It might be more simple with PNP & NPN transistor pair, like SkyWatcher123 mentioned. I'd like to see the schematics for that too? But i really like this option to test different voltages for the coil. Here is a circuit I might try some point:
https://i.imgur.io/e6sZtkH_d.webp?maxwidth=640&shape=thumb&fidelity=medium

Here is some of my reasoning for it:
So i wanted to avoid the inverter but keep it isolated. To keep the voltage stable with 5.5 – 32v, it's stepped down with LM7805 Buck module. It's way more officiant than 7805 regulator.

Then it's splitting to isolation modules B0505S-1W (5V) for the oscillator and B0515S-2W (15V) for the coil.  It's possible to test different voltages with different modules. B0505S-2W is 5V, B0512S-2W is 12V and B0524S-2W is 24V. You just need to put different capacitor for the output too, to reduce voltage ripple (these values are on the datasheet). These isolation modules are relatively cheap on AliExpress. More voltage is less resistance. But the battery might like it more with 5V and it would consume less power. It's possible to get even more voltage, by adding simple voltage multiplier circuit (diode and capacitor pairs).

The switching for the transistor can be done with 555 signal generator module.

Resistor is used to protect the transistor, but it might not be needed with low voltage.

2N3771 should be able to handle these wats. It's a lot cheaper than the NTE181.

The coil seems to be one of the key ingredient with all self oscillating systems. It needs to have equal or more capacity than the battery. So mass is important. It needs to be air core, cause any metal, even magnesium zinc (Mn-Zn) will slow down the switching too much. Litz wire would be the best, specially silver coated :D But it's expensive. High frequency voltage is collected with surface tension, so more surface is less resistance. Additional trifilar pick up coils in series will collect more energy too. There seems to be something with the resonation of 1:3, 1:6 or 1:9 on additional pick up woundings...

The outputs need to be rectified. Ultra fast UF4007 or MUR460 should perform well.

I suspect that it would be best to use Low pass filter (Pi / EMI / CLC) to charge capacitor. Rather than the voltage spikes straight to the battery. It needs iron core toroid (yellow white, yellow, black, etc.) choke, with bifilar thick wire coils to equalize the voltage spike difference, to slow down the frequency and taking some charge. Ceramic capacitor will remove the biggest spikes. Smoothing capacitor will collect and dampen the energy back to DC. The smoothing capacitor needs to be higher voltage than peak to peak is. Variable output resistor will determine the output voltage. It will work better if the output can be adjusted, cause the battery and possible load will cause resistance too. Values for the output filter are just questimations from the top of my head, based on example circuits. I'm not loony enough to know the math on these, I'm mainly interested on the consept and principles. Any help or other suggestions would be nice.

* [Data listing]
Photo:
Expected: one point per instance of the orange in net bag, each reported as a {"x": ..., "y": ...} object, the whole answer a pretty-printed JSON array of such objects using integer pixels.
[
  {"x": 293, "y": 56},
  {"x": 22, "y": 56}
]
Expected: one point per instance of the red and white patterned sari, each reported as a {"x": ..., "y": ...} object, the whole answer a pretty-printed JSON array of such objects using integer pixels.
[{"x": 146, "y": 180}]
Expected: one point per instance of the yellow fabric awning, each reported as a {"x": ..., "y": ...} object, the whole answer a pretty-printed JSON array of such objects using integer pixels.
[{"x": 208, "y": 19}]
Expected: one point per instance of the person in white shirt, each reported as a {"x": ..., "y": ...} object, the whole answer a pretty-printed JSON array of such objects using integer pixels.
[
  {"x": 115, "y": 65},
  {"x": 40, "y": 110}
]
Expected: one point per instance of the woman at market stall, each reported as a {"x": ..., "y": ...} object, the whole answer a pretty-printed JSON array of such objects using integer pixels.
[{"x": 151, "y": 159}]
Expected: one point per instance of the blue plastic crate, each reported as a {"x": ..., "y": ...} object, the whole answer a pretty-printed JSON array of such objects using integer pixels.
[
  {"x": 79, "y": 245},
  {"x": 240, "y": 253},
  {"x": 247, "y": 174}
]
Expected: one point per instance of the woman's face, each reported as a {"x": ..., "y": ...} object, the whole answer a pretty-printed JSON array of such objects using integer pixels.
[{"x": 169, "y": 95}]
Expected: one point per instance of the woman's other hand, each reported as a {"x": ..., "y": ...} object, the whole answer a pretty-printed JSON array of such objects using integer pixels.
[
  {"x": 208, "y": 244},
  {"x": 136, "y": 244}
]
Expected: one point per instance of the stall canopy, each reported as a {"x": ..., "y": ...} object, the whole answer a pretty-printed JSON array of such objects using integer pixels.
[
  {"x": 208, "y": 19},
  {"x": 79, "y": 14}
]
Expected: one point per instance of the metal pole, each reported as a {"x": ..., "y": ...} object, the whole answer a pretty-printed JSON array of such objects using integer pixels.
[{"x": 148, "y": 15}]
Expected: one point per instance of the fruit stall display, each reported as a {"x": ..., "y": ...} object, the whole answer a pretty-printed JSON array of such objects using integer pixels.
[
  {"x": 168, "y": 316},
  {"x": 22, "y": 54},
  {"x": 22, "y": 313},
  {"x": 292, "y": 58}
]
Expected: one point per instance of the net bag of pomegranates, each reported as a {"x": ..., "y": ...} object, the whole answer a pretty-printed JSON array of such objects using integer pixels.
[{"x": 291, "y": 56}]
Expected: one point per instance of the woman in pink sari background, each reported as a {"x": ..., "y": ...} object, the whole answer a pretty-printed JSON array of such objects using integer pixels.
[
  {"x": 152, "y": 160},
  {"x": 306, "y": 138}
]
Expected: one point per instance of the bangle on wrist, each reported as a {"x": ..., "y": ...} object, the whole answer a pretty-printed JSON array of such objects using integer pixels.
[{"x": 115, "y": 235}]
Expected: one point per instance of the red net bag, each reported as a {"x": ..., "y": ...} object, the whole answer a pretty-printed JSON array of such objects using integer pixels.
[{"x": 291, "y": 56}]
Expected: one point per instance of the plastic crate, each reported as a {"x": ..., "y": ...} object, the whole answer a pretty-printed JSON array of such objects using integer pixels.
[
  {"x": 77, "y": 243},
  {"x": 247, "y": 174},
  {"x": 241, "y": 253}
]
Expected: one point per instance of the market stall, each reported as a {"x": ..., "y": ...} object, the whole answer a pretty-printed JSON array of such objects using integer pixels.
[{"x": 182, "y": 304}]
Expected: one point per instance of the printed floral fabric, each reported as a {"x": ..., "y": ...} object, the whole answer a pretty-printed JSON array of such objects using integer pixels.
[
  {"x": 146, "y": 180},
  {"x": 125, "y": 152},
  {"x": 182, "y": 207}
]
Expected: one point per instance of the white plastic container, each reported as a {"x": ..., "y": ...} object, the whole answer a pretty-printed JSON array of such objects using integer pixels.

* [Requirements]
**a.** In the circuit post, give again the part starting with "The coil seems" and going on through "pick up woundings...".
**b.** List every isolation module part number the circuit post mentions.

* [Answers to the exercise]
**a.**
The coil seems to be one of the key ingredient with all self oscillating systems. It needs to have equal or more capacity than the battery. So mass is important. It needs to be air core, cause any metal, even magnesium zinc (Mn-Zn) will slow down the switching too much. Litz wire would be the best, specially silver coated :D But it's expensive. High frequency voltage is collected with surface tension, so more surface is less resistance. Additional trifilar pick up coils in series will collect more energy too. There seems to be something with the resonation of 1:3, 1:6 or 1:9 on additional pick up woundings...

**b.**
B0505S-1W
B0515S-2W
B0505S-2W
B0512S-2W
B0524S-2W